*Exercise instructions*: Report, word for word, every line of the material that contains "poster".

Recorded data section start

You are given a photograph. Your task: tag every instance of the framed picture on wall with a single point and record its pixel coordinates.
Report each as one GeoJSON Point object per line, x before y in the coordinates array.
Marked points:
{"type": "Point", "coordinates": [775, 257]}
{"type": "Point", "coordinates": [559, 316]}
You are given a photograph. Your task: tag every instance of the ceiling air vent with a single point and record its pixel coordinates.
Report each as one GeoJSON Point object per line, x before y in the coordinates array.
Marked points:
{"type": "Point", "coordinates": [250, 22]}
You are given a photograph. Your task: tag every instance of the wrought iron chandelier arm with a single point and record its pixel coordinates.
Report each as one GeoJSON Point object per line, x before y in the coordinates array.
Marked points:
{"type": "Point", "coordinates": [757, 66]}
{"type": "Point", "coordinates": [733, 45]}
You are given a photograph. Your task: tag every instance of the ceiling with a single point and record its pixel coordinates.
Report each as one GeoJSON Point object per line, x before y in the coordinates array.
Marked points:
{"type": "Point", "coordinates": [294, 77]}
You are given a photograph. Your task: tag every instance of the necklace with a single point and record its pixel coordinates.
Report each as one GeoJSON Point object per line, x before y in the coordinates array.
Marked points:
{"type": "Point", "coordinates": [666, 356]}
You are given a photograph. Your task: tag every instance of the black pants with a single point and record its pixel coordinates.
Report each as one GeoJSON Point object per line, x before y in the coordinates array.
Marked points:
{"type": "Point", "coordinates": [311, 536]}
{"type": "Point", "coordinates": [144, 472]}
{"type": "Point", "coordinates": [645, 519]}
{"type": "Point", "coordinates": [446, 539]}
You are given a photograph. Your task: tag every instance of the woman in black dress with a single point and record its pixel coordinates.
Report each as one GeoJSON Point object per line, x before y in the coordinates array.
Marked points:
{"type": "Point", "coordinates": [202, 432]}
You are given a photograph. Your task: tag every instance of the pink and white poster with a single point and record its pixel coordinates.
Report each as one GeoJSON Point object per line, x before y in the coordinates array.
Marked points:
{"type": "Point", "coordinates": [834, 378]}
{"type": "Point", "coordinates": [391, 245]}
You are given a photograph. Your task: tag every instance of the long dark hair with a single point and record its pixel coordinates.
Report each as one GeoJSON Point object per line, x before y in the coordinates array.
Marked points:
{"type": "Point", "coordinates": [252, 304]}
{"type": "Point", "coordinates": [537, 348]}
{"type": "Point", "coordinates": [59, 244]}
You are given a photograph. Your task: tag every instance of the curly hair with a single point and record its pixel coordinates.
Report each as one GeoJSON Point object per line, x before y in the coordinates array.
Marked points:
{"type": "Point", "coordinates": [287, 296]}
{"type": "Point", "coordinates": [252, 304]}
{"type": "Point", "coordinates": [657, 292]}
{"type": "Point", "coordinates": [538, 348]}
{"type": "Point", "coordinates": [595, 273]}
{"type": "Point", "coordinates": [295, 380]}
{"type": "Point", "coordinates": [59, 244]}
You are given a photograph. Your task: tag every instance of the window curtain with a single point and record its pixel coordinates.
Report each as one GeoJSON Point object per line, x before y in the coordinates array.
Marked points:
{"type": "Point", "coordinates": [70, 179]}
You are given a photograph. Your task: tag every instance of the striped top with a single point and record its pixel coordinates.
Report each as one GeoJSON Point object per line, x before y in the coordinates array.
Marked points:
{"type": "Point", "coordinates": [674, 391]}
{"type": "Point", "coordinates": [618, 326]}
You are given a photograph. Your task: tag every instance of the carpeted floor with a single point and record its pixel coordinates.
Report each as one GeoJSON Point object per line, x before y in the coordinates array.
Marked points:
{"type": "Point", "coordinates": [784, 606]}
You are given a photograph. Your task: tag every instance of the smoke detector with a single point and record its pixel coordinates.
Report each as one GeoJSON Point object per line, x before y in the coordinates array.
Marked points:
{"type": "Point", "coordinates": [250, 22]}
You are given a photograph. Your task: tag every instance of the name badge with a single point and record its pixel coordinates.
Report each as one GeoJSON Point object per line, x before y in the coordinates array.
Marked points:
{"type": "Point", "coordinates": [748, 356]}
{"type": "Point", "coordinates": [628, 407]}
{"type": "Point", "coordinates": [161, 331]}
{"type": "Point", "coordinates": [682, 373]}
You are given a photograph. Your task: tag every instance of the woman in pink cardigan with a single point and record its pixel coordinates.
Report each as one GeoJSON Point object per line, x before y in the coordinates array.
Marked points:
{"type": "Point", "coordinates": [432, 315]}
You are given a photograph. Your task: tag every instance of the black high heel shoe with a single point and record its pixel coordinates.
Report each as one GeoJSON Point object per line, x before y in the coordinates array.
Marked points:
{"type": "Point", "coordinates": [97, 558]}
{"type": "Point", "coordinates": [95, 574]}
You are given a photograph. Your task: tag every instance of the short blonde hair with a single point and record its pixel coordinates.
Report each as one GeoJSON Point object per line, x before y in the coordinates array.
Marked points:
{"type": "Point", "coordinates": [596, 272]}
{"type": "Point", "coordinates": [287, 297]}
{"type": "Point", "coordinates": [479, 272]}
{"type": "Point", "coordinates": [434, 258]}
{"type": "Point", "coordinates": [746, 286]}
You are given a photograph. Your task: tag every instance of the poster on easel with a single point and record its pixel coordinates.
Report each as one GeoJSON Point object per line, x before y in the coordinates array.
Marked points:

Recorded data section end

*Response*:
You are given a photograph. Your task: tag every instance of the pink and white poster with a single point and record its pixel coordinates.
You are given a photograph. Your task: tag every instance of the poster on easel with a single point and record its pixel coordinates.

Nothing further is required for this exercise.